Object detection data

__________

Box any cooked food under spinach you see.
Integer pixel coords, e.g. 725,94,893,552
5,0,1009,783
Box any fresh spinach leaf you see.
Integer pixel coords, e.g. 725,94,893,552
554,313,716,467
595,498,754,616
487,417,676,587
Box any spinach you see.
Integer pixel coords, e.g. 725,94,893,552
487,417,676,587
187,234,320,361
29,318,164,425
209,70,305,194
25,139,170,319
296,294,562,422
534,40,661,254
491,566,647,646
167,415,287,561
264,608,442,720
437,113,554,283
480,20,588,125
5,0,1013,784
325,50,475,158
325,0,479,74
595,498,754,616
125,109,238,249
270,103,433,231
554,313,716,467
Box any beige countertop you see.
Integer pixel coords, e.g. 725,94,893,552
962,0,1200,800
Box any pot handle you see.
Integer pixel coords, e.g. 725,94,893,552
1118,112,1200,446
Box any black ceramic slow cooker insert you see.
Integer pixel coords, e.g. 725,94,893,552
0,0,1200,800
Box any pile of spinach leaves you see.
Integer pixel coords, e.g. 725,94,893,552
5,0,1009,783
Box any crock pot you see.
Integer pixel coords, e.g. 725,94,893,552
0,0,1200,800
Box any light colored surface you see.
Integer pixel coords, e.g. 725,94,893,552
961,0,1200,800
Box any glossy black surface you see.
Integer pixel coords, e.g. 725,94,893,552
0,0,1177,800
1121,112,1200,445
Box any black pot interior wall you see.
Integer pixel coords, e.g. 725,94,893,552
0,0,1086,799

__________

Can you render the entries from the line with "Box any glossy black surface you see." through the end of the entries as a two-column CSV with columns named request and answer, one row per entry, with each value in a single quoted field and any line breaks replaced by spaces?

request,answer
"Box any glossy black surface you see. Integer pixel coords, e.g. 725,94,893,552","0,0,1177,800 1121,112,1200,445"
"Box any black pot interior wall you see. Integer pixel coords, e.g. 725,94,893,552","0,0,1086,799"